▸ TESTO DEL COMPITO
Riporta ogni riga dei record che contiene la parola "kitchen", tenendo conto di maiuscole e minuscole.

── ESTRATTI DEI RECORD

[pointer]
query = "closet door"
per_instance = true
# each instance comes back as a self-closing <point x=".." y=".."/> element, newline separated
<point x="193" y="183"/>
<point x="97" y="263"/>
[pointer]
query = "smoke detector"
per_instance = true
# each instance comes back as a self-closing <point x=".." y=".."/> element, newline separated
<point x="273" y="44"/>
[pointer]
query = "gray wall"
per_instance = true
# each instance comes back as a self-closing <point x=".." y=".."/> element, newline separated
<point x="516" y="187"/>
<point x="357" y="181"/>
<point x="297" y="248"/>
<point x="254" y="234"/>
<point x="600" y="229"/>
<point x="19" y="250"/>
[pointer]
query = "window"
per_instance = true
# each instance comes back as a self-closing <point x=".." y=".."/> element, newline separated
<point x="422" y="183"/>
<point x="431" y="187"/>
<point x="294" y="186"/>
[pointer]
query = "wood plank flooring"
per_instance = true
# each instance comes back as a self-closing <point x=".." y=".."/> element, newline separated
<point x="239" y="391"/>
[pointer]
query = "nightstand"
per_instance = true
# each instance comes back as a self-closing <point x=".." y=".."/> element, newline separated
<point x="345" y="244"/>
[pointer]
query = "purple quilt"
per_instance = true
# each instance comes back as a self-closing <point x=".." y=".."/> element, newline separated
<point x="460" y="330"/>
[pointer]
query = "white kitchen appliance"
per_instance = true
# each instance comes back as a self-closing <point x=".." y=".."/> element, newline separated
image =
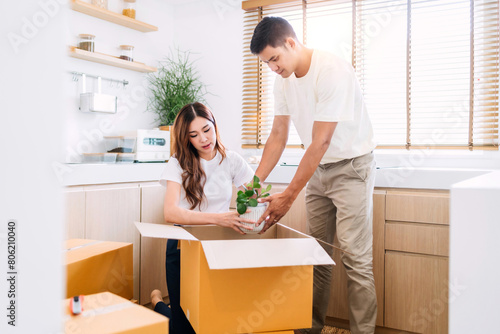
<point x="152" y="145"/>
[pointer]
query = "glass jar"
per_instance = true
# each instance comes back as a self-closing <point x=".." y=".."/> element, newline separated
<point x="86" y="42"/>
<point x="100" y="3"/>
<point x="129" y="8"/>
<point x="126" y="52"/>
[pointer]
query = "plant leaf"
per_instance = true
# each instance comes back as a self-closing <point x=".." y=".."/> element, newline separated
<point x="242" y="208"/>
<point x="252" y="202"/>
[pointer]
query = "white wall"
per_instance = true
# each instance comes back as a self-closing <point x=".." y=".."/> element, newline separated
<point x="85" y="130"/>
<point x="31" y="120"/>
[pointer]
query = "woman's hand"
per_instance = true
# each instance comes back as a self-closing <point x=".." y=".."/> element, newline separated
<point x="232" y="220"/>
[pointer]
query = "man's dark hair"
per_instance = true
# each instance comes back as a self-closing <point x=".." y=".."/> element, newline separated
<point x="271" y="31"/>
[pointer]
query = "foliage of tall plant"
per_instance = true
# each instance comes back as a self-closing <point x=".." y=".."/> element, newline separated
<point x="175" y="84"/>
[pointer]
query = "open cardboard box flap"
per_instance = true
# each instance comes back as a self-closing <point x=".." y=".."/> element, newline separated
<point x="225" y="249"/>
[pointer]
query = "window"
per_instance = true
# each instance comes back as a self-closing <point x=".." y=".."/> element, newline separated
<point x="429" y="69"/>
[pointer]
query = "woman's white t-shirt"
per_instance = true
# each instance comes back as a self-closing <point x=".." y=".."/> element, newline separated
<point x="220" y="176"/>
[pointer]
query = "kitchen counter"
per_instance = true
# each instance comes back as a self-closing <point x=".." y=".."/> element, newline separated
<point x="84" y="174"/>
<point x="415" y="178"/>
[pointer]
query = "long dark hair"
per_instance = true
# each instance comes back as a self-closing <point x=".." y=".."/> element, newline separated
<point x="193" y="175"/>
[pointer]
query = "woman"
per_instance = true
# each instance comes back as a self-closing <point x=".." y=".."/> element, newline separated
<point x="199" y="179"/>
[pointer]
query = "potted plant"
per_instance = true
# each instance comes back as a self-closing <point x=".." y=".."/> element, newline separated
<point x="175" y="84"/>
<point x="247" y="201"/>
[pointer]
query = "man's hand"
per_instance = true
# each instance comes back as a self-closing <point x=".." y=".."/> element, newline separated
<point x="278" y="206"/>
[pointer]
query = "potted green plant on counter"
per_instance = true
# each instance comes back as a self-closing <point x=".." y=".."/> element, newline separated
<point x="175" y="84"/>
<point x="247" y="201"/>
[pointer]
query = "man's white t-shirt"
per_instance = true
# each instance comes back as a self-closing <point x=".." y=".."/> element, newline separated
<point x="329" y="92"/>
<point x="219" y="180"/>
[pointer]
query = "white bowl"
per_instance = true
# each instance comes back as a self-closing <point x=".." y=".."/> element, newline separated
<point x="254" y="214"/>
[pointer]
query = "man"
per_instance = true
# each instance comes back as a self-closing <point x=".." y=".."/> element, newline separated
<point x="319" y="92"/>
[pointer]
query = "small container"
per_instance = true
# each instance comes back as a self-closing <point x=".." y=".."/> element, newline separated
<point x="99" y="158"/>
<point x="120" y="144"/>
<point x="129" y="8"/>
<point x="100" y="3"/>
<point x="126" y="52"/>
<point x="125" y="158"/>
<point x="86" y="42"/>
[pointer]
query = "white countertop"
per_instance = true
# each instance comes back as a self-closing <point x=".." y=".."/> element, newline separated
<point x="84" y="174"/>
<point x="417" y="178"/>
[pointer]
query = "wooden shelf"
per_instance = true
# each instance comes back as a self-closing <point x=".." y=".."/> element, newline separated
<point x="110" y="60"/>
<point x="110" y="16"/>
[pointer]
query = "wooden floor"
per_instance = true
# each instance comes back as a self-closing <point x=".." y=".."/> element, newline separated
<point x="337" y="326"/>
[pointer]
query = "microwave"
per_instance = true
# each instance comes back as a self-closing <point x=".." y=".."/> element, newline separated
<point x="152" y="145"/>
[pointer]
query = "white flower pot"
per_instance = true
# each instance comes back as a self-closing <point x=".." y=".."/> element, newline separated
<point x="254" y="214"/>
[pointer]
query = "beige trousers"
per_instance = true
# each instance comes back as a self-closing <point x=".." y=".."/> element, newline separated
<point x="339" y="199"/>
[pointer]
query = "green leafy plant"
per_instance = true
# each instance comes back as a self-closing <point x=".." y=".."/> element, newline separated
<point x="175" y="84"/>
<point x="250" y="195"/>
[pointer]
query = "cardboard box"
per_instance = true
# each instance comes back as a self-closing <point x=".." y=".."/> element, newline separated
<point x="232" y="283"/>
<point x="98" y="266"/>
<point x="109" y="313"/>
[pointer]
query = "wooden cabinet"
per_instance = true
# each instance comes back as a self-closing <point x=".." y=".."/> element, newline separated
<point x="152" y="249"/>
<point x="416" y="261"/>
<point x="110" y="212"/>
<point x="416" y="292"/>
<point x="338" y="305"/>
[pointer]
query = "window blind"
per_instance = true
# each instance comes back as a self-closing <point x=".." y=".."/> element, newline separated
<point x="429" y="69"/>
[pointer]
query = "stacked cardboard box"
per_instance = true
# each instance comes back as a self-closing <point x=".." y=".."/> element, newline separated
<point x="109" y="313"/>
<point x="244" y="284"/>
<point x="98" y="266"/>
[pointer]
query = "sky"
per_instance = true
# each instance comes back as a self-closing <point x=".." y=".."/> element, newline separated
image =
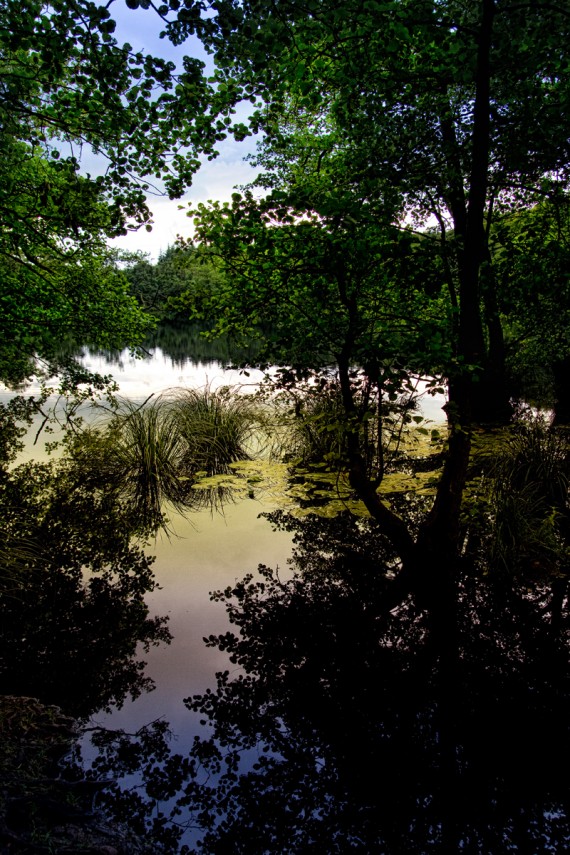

────

▸ SOLUZIONE DEL COMPITO
query = "white kitchen appliance"
query = "kitchen counter"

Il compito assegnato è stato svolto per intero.